▶ _Requirement_: Reproduce the stretch of lines from the one containing "Mark the region of every instance of the glacier" through the one containing "242], [31, 256]]", keeping every character unchanged.

▶ _Rows_:
++++

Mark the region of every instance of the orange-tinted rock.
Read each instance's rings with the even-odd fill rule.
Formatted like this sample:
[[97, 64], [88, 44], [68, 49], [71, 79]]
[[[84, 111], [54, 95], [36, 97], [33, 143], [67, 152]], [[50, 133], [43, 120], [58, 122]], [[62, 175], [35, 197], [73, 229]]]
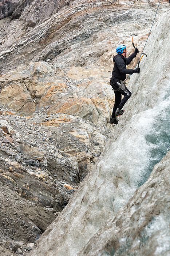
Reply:
[[67, 189], [69, 189], [69, 190], [70, 190], [70, 189], [74, 190], [73, 188], [71, 187], [71, 186], [70, 186], [70, 185], [68, 185], [67, 184], [64, 184], [63, 186], [64, 187], [65, 187], [65, 188], [67, 188]]

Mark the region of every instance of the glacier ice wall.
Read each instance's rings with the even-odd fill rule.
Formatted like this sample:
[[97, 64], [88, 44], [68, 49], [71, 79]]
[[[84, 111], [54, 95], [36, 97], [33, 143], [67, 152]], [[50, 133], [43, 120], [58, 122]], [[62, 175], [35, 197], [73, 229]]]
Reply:
[[76, 255], [124, 205], [169, 149], [170, 13], [153, 28], [133, 95], [94, 170], [37, 242], [31, 256]]

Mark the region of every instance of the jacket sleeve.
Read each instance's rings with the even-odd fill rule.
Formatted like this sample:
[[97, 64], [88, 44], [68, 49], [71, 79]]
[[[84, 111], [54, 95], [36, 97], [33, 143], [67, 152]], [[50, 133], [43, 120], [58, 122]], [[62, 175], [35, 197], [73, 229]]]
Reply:
[[128, 69], [126, 68], [124, 61], [122, 58], [117, 58], [115, 61], [115, 64], [116, 64], [121, 74], [133, 74], [135, 73], [134, 69]]
[[137, 56], [137, 53], [134, 52], [129, 57], [126, 58], [126, 65], [129, 65], [132, 61], [132, 60], [135, 58]]

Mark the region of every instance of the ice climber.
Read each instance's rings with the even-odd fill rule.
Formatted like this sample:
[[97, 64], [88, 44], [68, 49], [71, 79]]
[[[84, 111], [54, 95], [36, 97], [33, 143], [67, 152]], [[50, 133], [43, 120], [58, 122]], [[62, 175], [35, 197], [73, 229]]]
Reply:
[[[122, 81], [126, 79], [126, 74], [139, 73], [140, 67], [138, 67], [135, 69], [128, 69], [126, 68], [126, 65], [129, 65], [136, 57], [137, 53], [139, 52], [136, 47], [134, 52], [129, 58], [125, 57], [126, 50], [124, 45], [118, 45], [116, 48], [116, 52], [118, 54], [113, 57], [113, 60], [115, 63], [112, 71], [112, 77], [110, 82], [110, 85], [114, 90], [115, 101], [109, 123], [117, 124], [118, 120], [116, 120], [116, 117], [123, 114], [124, 110], [122, 110], [122, 109], [131, 95], [131, 93]], [[122, 94], [124, 96], [122, 99]]]

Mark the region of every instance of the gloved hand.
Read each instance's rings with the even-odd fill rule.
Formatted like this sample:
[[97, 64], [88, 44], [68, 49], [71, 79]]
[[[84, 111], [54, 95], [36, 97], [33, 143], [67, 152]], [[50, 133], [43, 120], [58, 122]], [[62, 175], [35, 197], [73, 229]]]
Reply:
[[138, 67], [135, 69], [134, 69], [134, 73], [140, 73], [140, 67]]
[[135, 52], [136, 53], [138, 53], [139, 52], [139, 51], [137, 47], [136, 47], [135, 49]]

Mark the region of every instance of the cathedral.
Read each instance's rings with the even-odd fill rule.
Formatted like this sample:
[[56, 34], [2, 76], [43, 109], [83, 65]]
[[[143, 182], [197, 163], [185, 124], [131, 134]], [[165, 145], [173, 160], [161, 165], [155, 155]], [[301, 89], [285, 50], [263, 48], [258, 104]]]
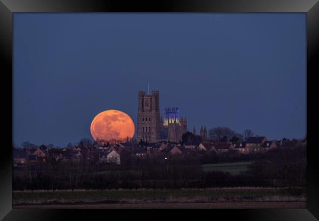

++++

▶ _Final answer_:
Mark the region of every instance of the glacier ice wall.
Read each instance's rings with the even-odd fill rule.
Formatted like this sample:
[[97, 64], [88, 44], [68, 49], [71, 79]]
[[[84, 111], [54, 95], [36, 97], [33, 143], [67, 152]], [[50, 133], [43, 120], [58, 122]], [[62, 175], [35, 197], [73, 229]]]
Reply:
[[76, 255], [124, 205], [169, 149], [170, 13], [153, 28], [133, 95], [94, 170], [37, 242], [31, 256]]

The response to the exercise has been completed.